(Extracted records)
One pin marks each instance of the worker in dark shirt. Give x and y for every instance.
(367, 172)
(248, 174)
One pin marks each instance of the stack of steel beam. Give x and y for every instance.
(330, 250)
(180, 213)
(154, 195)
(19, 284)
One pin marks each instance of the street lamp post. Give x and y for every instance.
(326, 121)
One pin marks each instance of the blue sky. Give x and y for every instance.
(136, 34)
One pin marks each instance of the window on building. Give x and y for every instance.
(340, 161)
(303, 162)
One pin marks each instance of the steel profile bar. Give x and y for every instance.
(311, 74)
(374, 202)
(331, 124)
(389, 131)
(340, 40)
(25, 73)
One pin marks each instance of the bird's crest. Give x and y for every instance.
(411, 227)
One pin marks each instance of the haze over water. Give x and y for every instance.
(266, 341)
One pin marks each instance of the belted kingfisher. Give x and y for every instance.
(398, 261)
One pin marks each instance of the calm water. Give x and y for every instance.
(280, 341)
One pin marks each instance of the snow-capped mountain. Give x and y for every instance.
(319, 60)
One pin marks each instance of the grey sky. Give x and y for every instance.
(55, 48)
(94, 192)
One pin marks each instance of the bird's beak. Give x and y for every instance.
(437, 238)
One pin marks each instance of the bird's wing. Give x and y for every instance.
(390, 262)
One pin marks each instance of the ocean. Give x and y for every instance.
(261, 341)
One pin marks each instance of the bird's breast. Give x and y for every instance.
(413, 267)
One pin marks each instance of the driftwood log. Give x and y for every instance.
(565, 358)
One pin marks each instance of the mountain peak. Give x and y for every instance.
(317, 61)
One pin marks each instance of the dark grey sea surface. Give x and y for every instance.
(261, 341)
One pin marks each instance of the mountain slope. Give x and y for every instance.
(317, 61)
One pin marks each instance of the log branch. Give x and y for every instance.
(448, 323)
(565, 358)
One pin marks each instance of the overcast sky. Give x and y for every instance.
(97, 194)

(To do)
Beginning with the line that contains "One pin marks each instance of the mountain peak.", set down every line through the end of the data without change.

(Reply)
One pin marks each instance of the mountain peak. Give x and y for every instance.
(317, 61)
One pin marks each instance of the dark grey sea surface. Give x and y for every instance.
(261, 341)
One pin marks each instance of the mountain slope. Give x and y for every instance.
(317, 61)
One pin marks each instance of the log branch. Give x and y for every instance.
(448, 323)
(565, 358)
One pin marks each instance of the overcast sky. Give x and y for every instance.
(97, 194)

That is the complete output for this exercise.